Materials provided>
====

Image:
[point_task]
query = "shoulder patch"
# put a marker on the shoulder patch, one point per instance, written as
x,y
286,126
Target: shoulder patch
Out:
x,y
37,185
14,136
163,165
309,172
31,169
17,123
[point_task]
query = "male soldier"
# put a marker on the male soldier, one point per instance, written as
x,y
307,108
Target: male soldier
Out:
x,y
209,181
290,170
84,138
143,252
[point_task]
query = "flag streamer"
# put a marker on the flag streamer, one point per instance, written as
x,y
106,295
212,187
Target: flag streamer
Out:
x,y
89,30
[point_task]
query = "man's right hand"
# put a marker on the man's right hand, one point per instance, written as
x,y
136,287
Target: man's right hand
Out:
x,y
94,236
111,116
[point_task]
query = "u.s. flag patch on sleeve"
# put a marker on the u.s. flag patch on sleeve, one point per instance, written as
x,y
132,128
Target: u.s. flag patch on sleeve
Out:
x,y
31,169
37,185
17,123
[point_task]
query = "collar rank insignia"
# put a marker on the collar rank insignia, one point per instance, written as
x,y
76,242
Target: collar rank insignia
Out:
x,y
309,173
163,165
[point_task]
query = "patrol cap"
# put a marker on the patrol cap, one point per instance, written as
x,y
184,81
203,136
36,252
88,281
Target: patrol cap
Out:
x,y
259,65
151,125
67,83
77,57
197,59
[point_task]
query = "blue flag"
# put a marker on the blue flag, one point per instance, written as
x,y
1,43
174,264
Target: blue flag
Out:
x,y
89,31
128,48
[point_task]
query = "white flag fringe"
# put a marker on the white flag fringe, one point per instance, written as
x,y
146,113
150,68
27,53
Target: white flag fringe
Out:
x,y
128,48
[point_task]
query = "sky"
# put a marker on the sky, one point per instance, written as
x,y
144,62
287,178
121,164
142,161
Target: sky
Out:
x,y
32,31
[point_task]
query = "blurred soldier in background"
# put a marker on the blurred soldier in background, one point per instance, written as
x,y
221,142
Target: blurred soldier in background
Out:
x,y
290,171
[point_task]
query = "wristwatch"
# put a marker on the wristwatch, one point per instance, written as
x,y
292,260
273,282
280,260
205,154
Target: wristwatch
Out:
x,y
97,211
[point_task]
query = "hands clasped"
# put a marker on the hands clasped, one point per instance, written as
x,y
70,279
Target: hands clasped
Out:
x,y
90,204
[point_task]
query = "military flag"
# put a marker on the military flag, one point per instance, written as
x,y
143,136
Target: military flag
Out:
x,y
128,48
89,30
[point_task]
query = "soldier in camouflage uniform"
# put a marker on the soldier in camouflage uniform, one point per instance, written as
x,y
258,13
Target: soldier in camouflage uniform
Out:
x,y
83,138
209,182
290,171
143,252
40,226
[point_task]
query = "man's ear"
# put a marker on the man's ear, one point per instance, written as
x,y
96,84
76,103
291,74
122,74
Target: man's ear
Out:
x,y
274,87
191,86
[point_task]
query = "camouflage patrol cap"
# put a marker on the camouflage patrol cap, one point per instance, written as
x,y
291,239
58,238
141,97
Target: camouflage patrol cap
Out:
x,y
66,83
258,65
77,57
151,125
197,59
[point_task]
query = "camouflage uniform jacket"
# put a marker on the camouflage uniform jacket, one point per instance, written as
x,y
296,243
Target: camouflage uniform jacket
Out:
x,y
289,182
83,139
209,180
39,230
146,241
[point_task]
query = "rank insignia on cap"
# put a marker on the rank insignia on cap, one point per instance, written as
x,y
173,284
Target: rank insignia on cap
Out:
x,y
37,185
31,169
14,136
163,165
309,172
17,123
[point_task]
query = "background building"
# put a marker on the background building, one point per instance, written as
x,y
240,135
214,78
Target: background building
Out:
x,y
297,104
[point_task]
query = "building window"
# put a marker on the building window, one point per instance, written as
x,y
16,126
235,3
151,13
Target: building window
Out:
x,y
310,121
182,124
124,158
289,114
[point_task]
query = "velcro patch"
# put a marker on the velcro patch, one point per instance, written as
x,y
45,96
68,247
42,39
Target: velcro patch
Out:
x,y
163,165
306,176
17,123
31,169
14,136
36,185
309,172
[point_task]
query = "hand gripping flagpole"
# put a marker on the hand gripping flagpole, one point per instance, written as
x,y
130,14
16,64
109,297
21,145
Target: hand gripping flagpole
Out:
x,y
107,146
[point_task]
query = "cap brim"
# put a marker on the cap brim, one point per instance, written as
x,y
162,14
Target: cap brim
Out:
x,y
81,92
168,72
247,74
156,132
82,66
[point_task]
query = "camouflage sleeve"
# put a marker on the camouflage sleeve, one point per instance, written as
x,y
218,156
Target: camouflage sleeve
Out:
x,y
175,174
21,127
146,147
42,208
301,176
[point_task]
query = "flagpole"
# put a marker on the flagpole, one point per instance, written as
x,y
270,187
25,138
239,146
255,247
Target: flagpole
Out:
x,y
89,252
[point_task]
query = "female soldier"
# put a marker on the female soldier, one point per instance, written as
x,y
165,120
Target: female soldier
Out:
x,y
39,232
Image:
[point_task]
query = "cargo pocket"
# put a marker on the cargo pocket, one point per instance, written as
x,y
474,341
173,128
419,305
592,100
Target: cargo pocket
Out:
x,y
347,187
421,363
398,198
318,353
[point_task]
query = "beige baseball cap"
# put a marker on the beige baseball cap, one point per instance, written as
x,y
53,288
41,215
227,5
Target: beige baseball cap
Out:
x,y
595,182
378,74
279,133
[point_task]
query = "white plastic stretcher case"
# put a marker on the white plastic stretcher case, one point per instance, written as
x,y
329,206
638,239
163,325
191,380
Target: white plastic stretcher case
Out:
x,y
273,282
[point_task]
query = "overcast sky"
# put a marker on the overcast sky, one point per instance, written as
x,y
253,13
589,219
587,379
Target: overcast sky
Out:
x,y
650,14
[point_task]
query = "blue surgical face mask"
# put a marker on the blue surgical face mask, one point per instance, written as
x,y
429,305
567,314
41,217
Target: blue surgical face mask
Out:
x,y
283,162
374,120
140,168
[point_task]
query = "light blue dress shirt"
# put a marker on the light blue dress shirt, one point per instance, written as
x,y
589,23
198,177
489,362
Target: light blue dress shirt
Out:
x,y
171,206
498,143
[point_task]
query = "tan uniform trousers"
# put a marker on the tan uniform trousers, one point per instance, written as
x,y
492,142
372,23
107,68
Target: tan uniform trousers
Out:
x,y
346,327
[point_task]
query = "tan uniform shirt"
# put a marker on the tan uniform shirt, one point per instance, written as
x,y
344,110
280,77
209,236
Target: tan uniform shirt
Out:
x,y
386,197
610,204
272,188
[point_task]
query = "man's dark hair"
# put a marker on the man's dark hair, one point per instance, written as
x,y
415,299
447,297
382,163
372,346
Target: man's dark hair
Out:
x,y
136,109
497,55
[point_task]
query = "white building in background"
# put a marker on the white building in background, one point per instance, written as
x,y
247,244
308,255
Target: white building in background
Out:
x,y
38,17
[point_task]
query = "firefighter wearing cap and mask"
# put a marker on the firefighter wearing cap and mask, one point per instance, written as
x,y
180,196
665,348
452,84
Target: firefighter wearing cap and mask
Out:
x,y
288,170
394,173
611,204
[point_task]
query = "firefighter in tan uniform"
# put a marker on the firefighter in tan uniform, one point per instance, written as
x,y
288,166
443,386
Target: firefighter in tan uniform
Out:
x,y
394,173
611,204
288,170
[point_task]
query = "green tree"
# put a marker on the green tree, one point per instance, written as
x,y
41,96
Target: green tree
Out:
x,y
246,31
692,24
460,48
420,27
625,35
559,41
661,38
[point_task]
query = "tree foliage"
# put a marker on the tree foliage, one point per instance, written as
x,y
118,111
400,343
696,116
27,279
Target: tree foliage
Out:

====

What this task involves> Exactly as written above, please repeat the entries.

Solution for this task>
Image:
[point_task]
query = "shoulder patch"
# put a marker on the shoulder patch, one point per instance, written as
x,y
286,126
Target: shoulder patch
Out:
x,y
37,185
14,136
163,165
309,172
31,169
17,123
[point_task]
query = "male soldier"
# put a marker on the male soldier, one point per instance, written as
x,y
307,108
Target: male soldier
Out:
x,y
209,181
290,170
84,138
143,252
[point_task]
query = "flag streamer"
# put a marker on the flag streamer, one point per instance, written as
x,y
106,295
212,187
Target: flag streamer
Out:
x,y
89,30
[point_task]
query = "man's right hand"
# put a marker on the man's right hand, one point per instance, written as
x,y
136,287
Target: man's right hand
Out:
x,y
94,236
111,116
[point_task]
query = "u.s. flag patch on sleeve"
# put a marker on the u.s. flag patch on sleeve, one point per instance, written as
x,y
132,128
Target: u.s. flag patch on sleeve
Out:
x,y
31,169
37,185
17,123
[point_task]
query = "collar rank insignia"
# put a marker on the collar rank insignia, one point per instance, written as
x,y
76,242
Target: collar rank insignia
Out:
x,y
309,173
163,165
[point_task]
query = "patrol cap"
# put a marker on the patrol cap, one point per instance, written as
x,y
184,81
203,136
36,252
88,281
Target: patrol cap
Out:
x,y
259,65
151,125
67,83
77,57
197,59
[point_task]
query = "blue flag"
# put a marker on the blue flag, one point per instance, written as
x,y
1,43
174,264
Target: blue flag
Out:
x,y
89,31
128,48
[point_task]
query = "white flag fringe"
# put a marker on the white flag fringe, one point per instance, written as
x,y
146,113
150,68
27,53
Target: white flag fringe
Out:
x,y
128,48
[point_task]
query = "sky"
# put a marker on the sky, one point per instance, written as
x,y
144,62
287,178
121,164
142,161
Target: sky
Out:
x,y
32,31
[point_task]
query = "blurred soldier in background"
# put a marker on the blurred soldier in background, one point per instance, written as
x,y
221,142
Target: blurred soldier in background
Out:
x,y
290,171
[point_task]
query = "wristwatch"
# put a marker on the wristwatch, one point per instance, written as
x,y
292,260
273,282
280,260
205,154
Target: wristwatch
Out:
x,y
97,211
[point_task]
query = "hands clasped"
# put a marker on the hands clasped, one point per instance, written as
x,y
70,279
Target: hands clasped
Out:
x,y
90,204
[point_task]
query = "military flag"
# put a marker on the military flag, one point per instance, written as
x,y
143,136
Target: military flag
Out:
x,y
128,48
89,30
[point_task]
query = "soldier in camouflage uniform"
# put a marker on the soldier in camouflage uniform, one point per instance, written as
x,y
258,13
Target: soldier in camouflage uniform
Out:
x,y
83,138
209,182
290,171
143,252
40,226
[point_task]
query = "man's ear"
# put a marker on the man's ear, one point per instance, written as
x,y
96,84
76,103
291,74
122,74
Target: man's ear
Out:
x,y
274,87
191,86
[point_task]
query = "camouflage patrol cap"
# put a marker on the camouflage patrol cap, one point per instance, written as
x,y
291,239
58,238
141,97
Target: camouflage patrol cap
Out:
x,y
66,83
258,65
77,57
151,125
197,59
[point_task]
query = "camouflage uniform jacket"
# put a marker on the camouflage uniform jacket, one point per instance, written as
x,y
296,243
Target: camouflage uniform jacket
Out:
x,y
289,182
83,139
209,180
39,230
146,241
[point_task]
query = "rank insignia on cap"
# put a marker on the rank insignia on cap, one point per instance, written as
x,y
173,284
Target: rank insignia on cap
Out:
x,y
37,185
31,169
14,136
163,165
309,172
17,123
[point_task]
query = "background building"
# put a marker on the background building, one point per instance, written as
x,y
240,135
214,78
Target: background building
Out:
x,y
297,104
[point_task]
query = "building window"
# put a marker on the building window, one point per instance, written as
x,y
16,126
235,3
151,13
Target: building window
Out:
x,y
310,121
182,124
124,158
289,114
[point_task]
query = "velcro patch"
# put a marker on the velcro patch, one point per instance, written as
x,y
45,96
68,247
42,39
Target: velcro patch
Out:
x,y
163,165
306,176
17,123
31,169
14,136
36,185
309,172
[point_task]
query = "hand gripping flagpole"
# put a marker on the hand gripping flagpole, one point per instance, written as
x,y
130,14
16,64
109,297
21,145
Target: hand gripping flagpole
Out:
x,y
107,146
[point_task]
query = "cap brim"
# put a marker on the cap brim, one point per instance, written as
x,y
162,14
Target: cap brim
Out:
x,y
81,92
168,72
247,74
156,132
82,66
[point_task]
query = "camouflage sleeve"
# put a marker on the camouflage sleeve, one point per instance, written as
x,y
218,156
Target: camouflage sleeve
Out:
x,y
175,174
21,127
146,147
42,208
301,176
[point_task]
query = "flagpole"
# put a marker on the flagpole, one point per instance, written as
x,y
270,187
25,138
239,146
255,247
Target: flagpole
Out:
x,y
89,252
[point_task]
query = "female soldier"
# put a marker on the female soldier, one point per instance, written as
x,y
165,120
Target: female soldier
Out:
x,y
39,232
Image:
[point_task]
query = "cargo pocket"
# put a marker on the cargo pocket, one point per instance, written as
x,y
474,341
173,128
419,305
592,100
Target: cargo pocket
Out:
x,y
347,187
421,363
398,198
318,353
[point_task]
query = "beige baseball cap"
# put a marker on the beige baseball cap, one point per instance, written as
x,y
53,288
41,215
227,5
Target: beige baseball cap
Out:
x,y
595,182
378,74
279,133
[point_task]
query = "white plastic stretcher case"
# put a marker on the white plastic stretcher case, one point per instance, written as
x,y
329,206
638,239
163,325
191,380
Target: white plastic stretcher case
Out:
x,y
273,282
[point_task]
query = "overcast sky"
# put a marker on the overcast sky, one point per instance, written as
x,y
253,13
589,219
587,379
Target: overcast sky
Out:
x,y
650,14
[point_task]
query = "blue surgical face mask"
# put a marker on the blue surgical face mask, one point per instance, written as
x,y
429,305
567,314
41,217
Target: blue surgical face mask
Out:
x,y
283,162
374,120
140,168
[point_task]
query = "light blue dress shirt"
# put a marker on the light blue dress shirt, one point per instance, written as
x,y
589,23
198,177
489,362
Target: light blue dress shirt
Out:
x,y
171,206
498,143
[point_task]
query = "tan uniform trousers"
# put a marker on the tan uniform trousers, one point per instance, written as
x,y
492,142
372,23
107,68
Target: tan uniform trousers
Out:
x,y
346,327
[point_task]
query = "tan uniform shirt"
# put a marker on the tan uniform shirt, one point per instance, written as
x,y
344,110
280,77
209,236
Target: tan uniform shirt
Out:
x,y
386,197
610,204
272,188
[point_task]
query = "man's dark hair"
# put a marker on the man's dark hair, one point per instance, written as
x,y
415,299
447,297
382,163
372,346
Target: man's dark hair
Out:
x,y
136,109
497,55
[point_task]
query = "white building in background"
# put a marker on the white building in background, one point per instance, written as
x,y
247,244
308,255
Target: white building in background
Out:
x,y
38,17
[point_task]
query = "firefighter wearing cap and mask"
# put a marker on the firefighter wearing cap and mask, one point per instance, written as
x,y
180,196
665,348
452,84
Target: firefighter wearing cap and mask
Out:
x,y
288,170
394,173
611,204
[point_task]
query = "firefighter in tan uniform"
# put a marker on the firefighter in tan uniform, one point per instance, written as
x,y
288,166
443,386
Target: firefighter in tan uniform
Out:
x,y
394,173
611,204
288,170
[point_task]
query = "green tree"
# put a marker on the green tree, one point per instance, written as
x,y
41,96
Target: green tree
Out:
x,y
246,31
692,24
460,48
420,27
625,35
559,41
661,38
[point_task]
query = "tree foliage"
# put a marker on the tree foliage, one point per instance, written as
x,y
118,111
400,343
696,116
27,279
Target: tree foliage
Out:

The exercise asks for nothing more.